:: What to produce ::
Reproduce the records below in full and word for word, excluding pictures.

:: Exercise data ::
--- begin ---

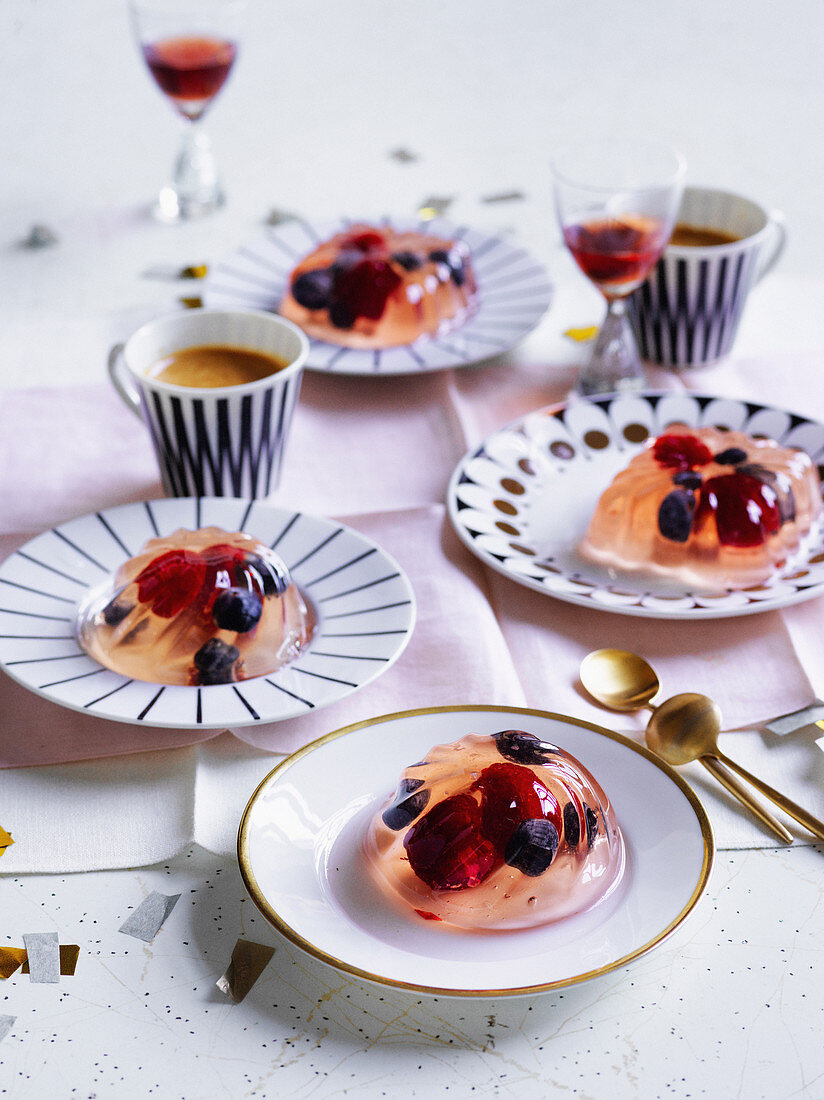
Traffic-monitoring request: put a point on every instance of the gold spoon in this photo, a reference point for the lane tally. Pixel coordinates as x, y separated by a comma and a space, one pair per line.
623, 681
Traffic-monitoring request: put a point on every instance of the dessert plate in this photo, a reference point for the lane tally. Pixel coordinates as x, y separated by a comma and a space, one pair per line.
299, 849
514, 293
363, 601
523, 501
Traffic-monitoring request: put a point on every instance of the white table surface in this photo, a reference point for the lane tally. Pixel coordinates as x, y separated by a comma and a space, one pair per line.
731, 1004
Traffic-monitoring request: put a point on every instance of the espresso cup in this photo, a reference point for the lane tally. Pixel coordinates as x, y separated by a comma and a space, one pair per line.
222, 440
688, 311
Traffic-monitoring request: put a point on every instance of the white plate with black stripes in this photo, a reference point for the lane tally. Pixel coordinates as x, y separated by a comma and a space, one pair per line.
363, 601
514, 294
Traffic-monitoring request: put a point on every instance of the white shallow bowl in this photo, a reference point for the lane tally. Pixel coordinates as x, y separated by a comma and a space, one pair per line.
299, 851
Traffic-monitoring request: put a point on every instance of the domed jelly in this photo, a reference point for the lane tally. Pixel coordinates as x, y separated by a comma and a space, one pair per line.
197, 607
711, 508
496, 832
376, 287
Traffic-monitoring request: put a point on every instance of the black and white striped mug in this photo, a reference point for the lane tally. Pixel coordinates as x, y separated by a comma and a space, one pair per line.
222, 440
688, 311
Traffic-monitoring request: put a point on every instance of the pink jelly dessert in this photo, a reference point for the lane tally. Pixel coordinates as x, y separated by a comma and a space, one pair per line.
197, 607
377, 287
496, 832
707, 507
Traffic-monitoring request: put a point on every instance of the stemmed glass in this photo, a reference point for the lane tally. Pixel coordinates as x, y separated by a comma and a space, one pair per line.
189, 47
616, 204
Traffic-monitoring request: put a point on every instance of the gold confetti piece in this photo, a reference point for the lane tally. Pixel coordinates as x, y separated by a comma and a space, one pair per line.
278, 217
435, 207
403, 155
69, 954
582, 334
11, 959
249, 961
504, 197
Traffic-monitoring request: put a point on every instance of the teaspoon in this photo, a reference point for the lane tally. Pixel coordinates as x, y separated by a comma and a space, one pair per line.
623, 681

--- end ---

:: Complete answer ::
Traffic-monitoring request: put a point on every instance of the gold spoon in this photo, a reference point for the lane tally. Pixel coordinates as x, y separated by a comma and a space, one pair per line.
623, 681
Traffic-monitoring request: put a point on every instance of the dessert plate in this photo, a reference point for the lane tally. Pixel coordinates as x, y separated by a comma and a space, one pair per line.
299, 849
514, 293
363, 601
523, 501
Traffic-monitoring request: put a point on every instance of the white table surface in this photo, a reference point for the lane tally. Pixel coordinates as x, y separated by a comma and a space, one pair per line.
731, 1004
Traffic-monitoring request: put a point on every instance of the espresso cup in this photo, a reference point for the lane tally. Pixel coordinates as x, y separated by a comma and a space, one pair per line.
222, 440
688, 311
Traffic-monitoring request: put a point on every instance of the white plate with black stripes in this photo, a reference point for the lane tally. Pixel coordinates as x, y separated by a comma and a space, one pair per line.
363, 601
514, 294
Traffic-monitoring request: put a point on every instance of the white shallow bowl in this photo, a reference point for the lane tally. Pixel coordinates as x, y separated by a comma and a space, one pair per line.
299, 851
Traffic-monitoring request: put a point on every instance of the domed jelly in this photo, a reference point for the lane tally. Pixel coordinates as x, y separated by a comma and a space, one pair per line.
197, 607
711, 508
496, 832
376, 287
Traffic-monitoring request: put a point on every instance of the black and white striped mug in this photo, a reference point for the lane tally. Pixel coordinates as x, y separated by a comma and a space, one pair per line.
222, 440
688, 311
Traffic-monitoring request: put a point on every instance of the pink jelly dessert in this photo, a reference point for the lane tally. Pixel coordinates as x, y separated by a comma and a space, one pair per line.
197, 607
377, 287
496, 832
707, 507
Traffic-monitoring request: put a point on every instance of the stemmed glass in this photo, a reference point for the lane tally. Pixel coordinates as x, y separated by a comma and a space, one pair per line.
189, 47
616, 204
Traffic-monitoring request: put a point on every instance of the gold confetti piece in this photo, a reference point for the lane tally. Pixel coordinates as x, y separated by a comma and a space, one pair per line.
278, 217
435, 207
403, 155
69, 954
582, 334
11, 959
249, 961
504, 197
Traffic-monitoring request: put a point on every instance of the teaspoon in this photo, a reference point for the lane tally. Pixel coordinates as x, y separated by a comma and a space, one pair per line.
623, 681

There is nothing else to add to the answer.